- [Assigned task]: Reproduce verbatim the part of the dental practice text that begins with the words "Invest in high-impact" and ends after the words "for targeted promotions.".

- [Given passage]:
Protect and Refresh Treatment Plans
Beginning-of-year insurance changes make treatment planning especially important.
Update benefits and estimates:
Coverage often changes annually. Practices should proactively review and revise treatment plans before appointments.
Use expiration dates:
Every plan should include a validity period, ideally around three months. This creates urgency and protects the office from outdated estimates.
Improve presentation speed:
Preparing updated plans in advance leads to smoother visits and higher case acceptance.
Evaluate Giveaways and Patient Experience
Not every giveaway supports your goals.
Reduce low-impact giveaways:
Many practices are moving away from routine toothbrush distribution because of cost and low perceived value. Instead, I encourage investing in high-impact moments.
Invest in high-impact moments:
For major procedures such as extractions, orthodontics, sedation, and cosmetic cases, thoughtful gift packages can enhance patient experience and generate referrals.
Partner locally:
Local partnerships, such as collaborations with salons or spas, can further elevate cosmetic results and strengthen marketing efforts.
Use Promotions Strategically to Stabilize Cash Flow
Seasonal fluctuations are natural in dentistry. Planning for them is essential.
Identify slow months.
Periods such as September or tax season often bring lower volume. These are ideal times for targeted promotions.
Avoid discounted cleanings for new patients.
I strongly advise against using cleanings as loss leaders.
Focus on high-value services.
Discounts on whitening, implants, veneers, and orthodontics can drive production during slower periods.
Use short-term “flash” incentives.
Limited-time offers can quickly fill open schedules and rescue underperforming days.
Understand Your Profit and Loss Statement
Financial benchmarks provide critical insight into practice health. Typical targets include:
- Payroll: 20–25 percent
- Rent and maintenance: under 10 percent
- Supplies: 4–5 percent
- Labs: balanced, not too high or too low
- Marketing: 3–10 percent depending on growth goals
When these numbers are off, the solution is rarely aggressive cost cutting. More often, it comes from improving collections and treatment acceptance.
Track the KPIs That Matter Most
Certain metrics consistently separate average practices from high performers.
Collection percentage
Top practices operate near 99 percent. The average is closer to 92 percent. That gap alone can represent tens of thousands of dollars annually.
Accounts receivable
Most AR should be under 30 days. Balances over 90 days signal serious collection problems.
Insurance denial rate
Rates above 1 percent usually indicate documentation or coding issues.
Treatment acceptance
he national average is around 38 percent. High-performing practices operate in the 70 to 90 percent range. Improving this metric often produces the largest revenue gains.
Cancellation rates
Doctor appointments should stay under 1 percent. Collecting deposits at scheduling dramatically reduces no-shows. Hygiene cancellations typically average around 8 percent.
Hygiene profitability
Hygienists should generate at least three times their total cost, with top offices reaching even higher levels through efficient systems.
Eliminate Surprise Bills
Transparency protects both trust and cash flow.
Surprise bills delay payments and damage relationships. Preventing them requires accurate benefit verification, clear explanations of non-covered services, proper documentation, and collecting patient portions upfront.
Refunds are easy. Uncollected balances are not.
A Framework for Sustainable Growth
Sustainable success does not come from one dramatic change. It comes from stacking small improvements across systems, finances, and communication.
When practices consistently:
- Update fees and contracts
- Strengthen treatment planning
- Schedule proactively
- Track key metrics
- Improve collections
- Engage teams in problem-solving
They can dramatically increase profitability without increasing patient volume.
I’ve seen offices double their performance with the same patient base. The difference isn’t luck. It’s structure, discipline, and leadership.
That is the foundation of a stronger, more profitable year.

- [Given information]:
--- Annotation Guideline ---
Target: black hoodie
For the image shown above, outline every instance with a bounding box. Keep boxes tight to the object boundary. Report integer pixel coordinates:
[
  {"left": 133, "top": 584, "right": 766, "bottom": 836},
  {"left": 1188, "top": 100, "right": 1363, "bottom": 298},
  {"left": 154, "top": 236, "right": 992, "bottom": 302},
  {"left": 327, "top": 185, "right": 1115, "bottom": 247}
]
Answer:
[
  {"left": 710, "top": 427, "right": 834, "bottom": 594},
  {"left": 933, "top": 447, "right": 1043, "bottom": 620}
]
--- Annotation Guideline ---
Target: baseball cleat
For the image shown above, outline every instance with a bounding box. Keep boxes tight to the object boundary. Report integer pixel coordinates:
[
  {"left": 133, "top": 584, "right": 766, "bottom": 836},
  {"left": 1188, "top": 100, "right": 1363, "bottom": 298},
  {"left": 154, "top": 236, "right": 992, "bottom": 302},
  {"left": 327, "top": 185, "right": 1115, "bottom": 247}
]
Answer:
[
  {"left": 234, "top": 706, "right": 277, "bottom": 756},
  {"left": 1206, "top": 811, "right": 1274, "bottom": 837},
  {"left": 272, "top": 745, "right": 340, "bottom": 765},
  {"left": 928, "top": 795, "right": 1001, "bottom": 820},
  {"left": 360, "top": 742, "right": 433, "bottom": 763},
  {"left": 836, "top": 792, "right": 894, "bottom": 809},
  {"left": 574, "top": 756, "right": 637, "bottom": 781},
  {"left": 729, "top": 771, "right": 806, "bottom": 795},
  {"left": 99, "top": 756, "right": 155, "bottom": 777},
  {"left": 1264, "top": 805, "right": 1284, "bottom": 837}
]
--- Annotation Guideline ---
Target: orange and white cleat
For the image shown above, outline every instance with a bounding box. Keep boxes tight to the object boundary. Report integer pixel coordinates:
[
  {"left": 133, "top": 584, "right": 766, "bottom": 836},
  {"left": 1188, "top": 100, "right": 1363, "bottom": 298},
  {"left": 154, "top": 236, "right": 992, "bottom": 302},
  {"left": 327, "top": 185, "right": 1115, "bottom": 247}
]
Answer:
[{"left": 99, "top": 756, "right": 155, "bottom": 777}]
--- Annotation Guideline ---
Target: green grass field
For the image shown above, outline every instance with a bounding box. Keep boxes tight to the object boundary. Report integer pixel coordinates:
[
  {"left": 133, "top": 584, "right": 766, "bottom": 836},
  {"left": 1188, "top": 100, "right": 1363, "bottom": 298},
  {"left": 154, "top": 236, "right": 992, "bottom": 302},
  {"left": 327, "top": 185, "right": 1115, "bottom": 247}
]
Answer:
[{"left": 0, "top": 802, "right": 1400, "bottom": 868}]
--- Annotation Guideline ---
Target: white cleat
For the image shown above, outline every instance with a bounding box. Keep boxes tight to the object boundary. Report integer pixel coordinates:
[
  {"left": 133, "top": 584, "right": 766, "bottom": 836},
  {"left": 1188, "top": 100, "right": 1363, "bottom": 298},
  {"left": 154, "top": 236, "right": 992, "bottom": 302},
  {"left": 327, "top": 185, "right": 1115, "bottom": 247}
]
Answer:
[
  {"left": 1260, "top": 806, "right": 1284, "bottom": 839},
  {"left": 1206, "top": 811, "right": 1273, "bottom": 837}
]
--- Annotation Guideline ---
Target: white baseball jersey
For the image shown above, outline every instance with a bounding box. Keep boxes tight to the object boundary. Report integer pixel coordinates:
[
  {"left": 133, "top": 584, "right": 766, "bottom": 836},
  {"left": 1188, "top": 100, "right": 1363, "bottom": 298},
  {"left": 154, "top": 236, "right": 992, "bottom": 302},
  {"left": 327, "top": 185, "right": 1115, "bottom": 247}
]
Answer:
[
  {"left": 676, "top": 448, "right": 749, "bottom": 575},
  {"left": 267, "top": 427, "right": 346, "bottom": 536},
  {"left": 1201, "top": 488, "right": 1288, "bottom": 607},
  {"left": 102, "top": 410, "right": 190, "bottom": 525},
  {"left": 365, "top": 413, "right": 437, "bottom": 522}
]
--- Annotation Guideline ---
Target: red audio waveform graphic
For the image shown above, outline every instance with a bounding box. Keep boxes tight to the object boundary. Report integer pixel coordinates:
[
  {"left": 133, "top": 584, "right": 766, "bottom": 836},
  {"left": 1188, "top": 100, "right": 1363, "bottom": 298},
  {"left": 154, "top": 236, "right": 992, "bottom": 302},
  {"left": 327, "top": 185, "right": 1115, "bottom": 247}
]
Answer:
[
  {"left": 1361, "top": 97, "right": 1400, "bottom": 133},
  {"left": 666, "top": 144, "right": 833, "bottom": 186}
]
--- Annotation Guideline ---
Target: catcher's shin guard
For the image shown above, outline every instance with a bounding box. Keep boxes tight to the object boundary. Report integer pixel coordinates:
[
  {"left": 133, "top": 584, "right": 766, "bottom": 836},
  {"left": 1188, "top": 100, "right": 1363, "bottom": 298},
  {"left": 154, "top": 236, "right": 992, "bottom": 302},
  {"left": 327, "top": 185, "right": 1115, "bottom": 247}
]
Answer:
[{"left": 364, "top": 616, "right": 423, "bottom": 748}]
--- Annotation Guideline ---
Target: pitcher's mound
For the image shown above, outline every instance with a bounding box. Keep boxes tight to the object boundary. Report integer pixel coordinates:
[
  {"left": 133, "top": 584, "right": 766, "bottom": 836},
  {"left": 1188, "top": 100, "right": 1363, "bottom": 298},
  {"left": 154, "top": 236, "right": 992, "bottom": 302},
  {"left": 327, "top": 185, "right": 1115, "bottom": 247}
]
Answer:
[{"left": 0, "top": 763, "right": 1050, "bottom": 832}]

- [Written answer]:
Invest in high-impact moments:
For major procedures such as extractions, orthodontics, sedation, and cosmetic cases, thoughtful gift packages can enhance patient experience and generate referrals.
Partner locally:
Local partnerships, such as collaborations with salons or spas, can further elevate cosmetic results and strengthen marketing efforts.
Use Promotions Strategically to Stabilize Cash Flow
Seasonal fluctuations are natural in dentistry. Planning for them is essential.
Identify slow months.
Periods such as September or tax season often bring lower volume. These are ideal times for targeted promotions.